— Start —

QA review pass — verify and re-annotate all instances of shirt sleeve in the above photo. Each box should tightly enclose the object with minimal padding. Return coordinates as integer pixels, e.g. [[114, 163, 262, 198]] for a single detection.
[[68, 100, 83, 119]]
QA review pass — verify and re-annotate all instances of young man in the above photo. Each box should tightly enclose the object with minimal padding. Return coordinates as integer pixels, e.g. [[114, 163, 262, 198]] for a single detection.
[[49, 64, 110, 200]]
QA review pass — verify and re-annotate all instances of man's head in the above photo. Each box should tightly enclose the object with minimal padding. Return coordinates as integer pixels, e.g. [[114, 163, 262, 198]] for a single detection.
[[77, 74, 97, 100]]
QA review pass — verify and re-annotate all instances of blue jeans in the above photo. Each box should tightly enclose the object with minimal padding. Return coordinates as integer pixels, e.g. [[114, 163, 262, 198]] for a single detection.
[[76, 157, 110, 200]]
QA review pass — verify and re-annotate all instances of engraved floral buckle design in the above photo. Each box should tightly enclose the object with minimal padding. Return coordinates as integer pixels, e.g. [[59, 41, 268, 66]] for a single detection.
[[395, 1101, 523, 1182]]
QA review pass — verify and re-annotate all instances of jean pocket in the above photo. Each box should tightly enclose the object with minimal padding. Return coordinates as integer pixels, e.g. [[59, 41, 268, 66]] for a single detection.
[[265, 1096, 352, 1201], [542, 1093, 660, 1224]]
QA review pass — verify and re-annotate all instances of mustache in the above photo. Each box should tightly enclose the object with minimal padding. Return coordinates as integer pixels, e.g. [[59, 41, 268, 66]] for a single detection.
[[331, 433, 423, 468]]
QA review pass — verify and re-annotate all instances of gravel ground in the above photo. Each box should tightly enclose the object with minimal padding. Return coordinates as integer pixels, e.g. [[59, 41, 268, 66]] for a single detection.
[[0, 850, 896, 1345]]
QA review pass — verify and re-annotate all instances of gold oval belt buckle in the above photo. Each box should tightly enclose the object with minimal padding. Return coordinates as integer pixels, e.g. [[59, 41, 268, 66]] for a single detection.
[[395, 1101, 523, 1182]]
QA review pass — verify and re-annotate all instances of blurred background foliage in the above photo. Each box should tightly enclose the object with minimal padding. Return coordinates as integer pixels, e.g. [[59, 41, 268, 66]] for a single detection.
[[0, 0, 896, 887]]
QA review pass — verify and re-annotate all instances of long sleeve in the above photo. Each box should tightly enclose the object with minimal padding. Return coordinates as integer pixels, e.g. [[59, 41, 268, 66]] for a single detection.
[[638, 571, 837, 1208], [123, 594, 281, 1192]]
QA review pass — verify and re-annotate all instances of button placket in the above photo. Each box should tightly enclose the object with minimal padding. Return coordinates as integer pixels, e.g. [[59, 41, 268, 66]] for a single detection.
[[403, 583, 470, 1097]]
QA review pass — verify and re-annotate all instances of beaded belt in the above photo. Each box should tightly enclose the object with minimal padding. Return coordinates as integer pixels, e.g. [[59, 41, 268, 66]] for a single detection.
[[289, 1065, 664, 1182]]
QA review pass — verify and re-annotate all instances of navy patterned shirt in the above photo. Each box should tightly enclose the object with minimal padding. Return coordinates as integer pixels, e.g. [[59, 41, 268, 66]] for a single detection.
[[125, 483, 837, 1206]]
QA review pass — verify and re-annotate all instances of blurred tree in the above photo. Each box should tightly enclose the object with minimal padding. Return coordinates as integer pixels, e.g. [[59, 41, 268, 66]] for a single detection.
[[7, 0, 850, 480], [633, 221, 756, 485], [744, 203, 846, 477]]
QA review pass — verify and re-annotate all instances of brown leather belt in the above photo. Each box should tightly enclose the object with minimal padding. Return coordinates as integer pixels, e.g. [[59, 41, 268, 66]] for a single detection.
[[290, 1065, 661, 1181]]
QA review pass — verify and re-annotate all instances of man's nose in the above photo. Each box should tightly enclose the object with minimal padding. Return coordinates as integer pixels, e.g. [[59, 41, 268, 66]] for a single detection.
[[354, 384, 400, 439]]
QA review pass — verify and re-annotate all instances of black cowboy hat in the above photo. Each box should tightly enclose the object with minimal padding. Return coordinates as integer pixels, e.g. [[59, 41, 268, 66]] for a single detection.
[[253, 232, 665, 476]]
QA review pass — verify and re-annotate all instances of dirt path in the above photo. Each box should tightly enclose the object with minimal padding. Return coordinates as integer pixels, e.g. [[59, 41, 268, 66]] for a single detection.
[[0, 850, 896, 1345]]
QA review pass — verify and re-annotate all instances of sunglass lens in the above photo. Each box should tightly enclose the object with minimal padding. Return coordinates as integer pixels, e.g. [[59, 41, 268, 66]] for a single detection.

— End —

Problem to solve: Reproduce exactly the lines from the one with "QA review pass — verify and re-annotate all instances of beaded" through the end of the entries above, both ends included.

Written reply:
QA review pass — verify and re-annotate all instances of beaded belt in the above photo. Each box should tightly enclose the object with minimal padding. Return coordinates as integer pixels, e.g. [[59, 41, 268, 66]] for a single detection.
[[289, 1065, 664, 1182]]
QA review pass — verify and re-annotate all instances of navy patterned shirt in the above photo. Each box should tightly enclose the object with minimal padding. Return coordinates as integer pixels, e.g. [[59, 41, 268, 66]] for a single detection.
[[125, 483, 837, 1206]]
QA review pass — verify and re-annotate all instances of blurred tree in the above photo. Each box should tightly enclose the object with minimal padding. Return coordinates as integer pixels, e.g. [[59, 41, 268, 66]] for a single detection.
[[7, 0, 850, 480], [633, 221, 756, 485], [744, 203, 846, 477]]
QA review pass — verify and re-annotate all instances of brown leather belt in the above photo. Each box should tightly enclose the object with minimal padding. Return coordinates as integer pixels, e.g. [[59, 41, 268, 66]] for a single detection.
[[290, 1065, 661, 1181]]
QA review pass — verify and re-annotate all instances of man's nose in the above photo. Each box should tightly enclose the object with minimal padding. Return coordinates as integer pixels, e.g. [[59, 41, 268, 66]] for a single detection.
[[354, 384, 400, 439]]
QA review pass — verify and re-annotate all instances of black cowboy hat in the above photo. Each box should tightly enclose the object with minimal padding. Return coordinates as integer pixels, e.g. [[59, 41, 268, 66]] for a single detection.
[[253, 232, 665, 476]]
QA review pass — verify and re-annotate all instances of dirt path in the above photo. Each box should tightly enclose the object with minimal padding. Return coordinates as integer pixels, e.g. [[59, 41, 268, 66]] for a single detection.
[[0, 850, 896, 1345]]
QA review pass — verify and re-annotate all instances of sunglass lens in the above photo. Each box should tightly enclose the object with minimal padding. Return coordinates as integer pixels, e.g. [[59, 41, 268, 66]] for a single detection.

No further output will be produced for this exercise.